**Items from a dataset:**
=== Section Start ===

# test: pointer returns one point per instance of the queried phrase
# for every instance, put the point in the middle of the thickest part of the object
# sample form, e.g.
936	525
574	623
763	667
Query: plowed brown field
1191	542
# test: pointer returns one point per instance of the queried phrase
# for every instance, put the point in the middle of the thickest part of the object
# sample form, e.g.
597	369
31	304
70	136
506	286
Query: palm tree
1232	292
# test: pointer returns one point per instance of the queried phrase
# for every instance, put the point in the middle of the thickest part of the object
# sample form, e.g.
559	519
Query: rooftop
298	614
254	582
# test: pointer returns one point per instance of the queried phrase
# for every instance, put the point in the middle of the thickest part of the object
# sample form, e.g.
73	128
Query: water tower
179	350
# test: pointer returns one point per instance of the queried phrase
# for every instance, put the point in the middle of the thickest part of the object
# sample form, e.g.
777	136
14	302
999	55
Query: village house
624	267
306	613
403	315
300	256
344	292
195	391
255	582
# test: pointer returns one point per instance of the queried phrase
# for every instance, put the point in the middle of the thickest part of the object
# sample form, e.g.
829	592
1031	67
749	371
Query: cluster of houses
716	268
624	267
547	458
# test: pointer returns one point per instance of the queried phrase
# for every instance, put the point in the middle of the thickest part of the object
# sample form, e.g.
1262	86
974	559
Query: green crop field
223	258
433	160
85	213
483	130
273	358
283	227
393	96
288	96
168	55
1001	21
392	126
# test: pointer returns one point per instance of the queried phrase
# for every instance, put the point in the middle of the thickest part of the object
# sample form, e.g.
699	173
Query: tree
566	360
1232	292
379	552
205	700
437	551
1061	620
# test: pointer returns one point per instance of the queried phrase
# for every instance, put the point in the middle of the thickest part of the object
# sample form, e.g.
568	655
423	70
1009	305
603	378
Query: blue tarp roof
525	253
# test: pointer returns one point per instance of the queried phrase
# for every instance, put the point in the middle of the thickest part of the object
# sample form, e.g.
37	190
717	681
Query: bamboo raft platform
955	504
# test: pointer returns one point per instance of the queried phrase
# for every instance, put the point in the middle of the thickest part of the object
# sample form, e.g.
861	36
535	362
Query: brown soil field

=== Section End ===

**AIM OF THE EXERCISE:**
Nothing in the data may be omitted; transcribe it exactly.

**OUTPUT OF THE TASK:**
# test: pointer returns one point per instance of the queried phrase
# for every instance, put the point in the middle of the thickest part of the object
# sample form, e.g.
936	525
574	623
763	667
Query: plowed brown field
1191	542
# test: pointer returns one point per instance of the queried phrase
# for every instance, put the point in the middle of the thickest part of the object
# sample form, e.g.
597	369
31	304
70	136
506	286
Query: palm tree
1232	292
# test: pointer returns one point per instance of the queried phrase
# for every instance, put the point in the middle of the thickest part of the object
# sample form, e.g.
559	519
Query: rooftop
298	614
254	582
# test: pointer returns one point per instance of the queried phrase
# for every instance, put the point in the middle of the thickest part of the object
# sample form, e.g.
73	128
Query: water tower
179	350
# test: pointer returns one point per instance of the queried phrase
# for every instance, put the point in the middle of the thickest part of the object
# sample form, e.g.
777	136
14	302
999	55
Query: village house
624	267
306	613
403	315
300	256
344	292
195	391
255	582
# test: pointer returns one point per instance of the queried phrase
# for every instance, put the point in the middle of the thickest part of the object
# sample form, e.g.
829	592
1031	67
749	371
Query: cluster of houses
716	268
624	267
547	458
# test: pointer returns one point per instance of the queried phrase
# for every instance, put the point in the middle of the thickest part of the object
# sample form, e.g.
1262	86
974	559
Query: green crop field
223	258
433	160
85	213
483	130
273	358
283	227
393	96
288	96
168	55
1001	21
392	126
# test: pointer returns one point per instance of the queried phrase
# for every instance, put the point in the middle of the thickest part of the object
# sample form, e.g.
699	173
Query: tree
566	360
1232	292
379	552
205	700
437	551
1061	620
# test: pointer returns one point per instance of the queried phrase
# for every instance, put the point in the middle of the thickest part of the object
# sample form, e.g.
568	655
423	70
1009	305
603	378
Query: blue tarp roof
525	253
# test: pointer returns one point per instance of the queried phrase
# for every instance, put the point in the middle of the thickest part of the object
# sample form, e.g.
37	190
717	681
Query: bamboo raft platform
955	504
# test: pointer returns one point per instance of the queried phrase
# for every instance, put the point in the middle of the thickest part of the object
# sample form, e.g.
861	36
535	362
Query: brown soil field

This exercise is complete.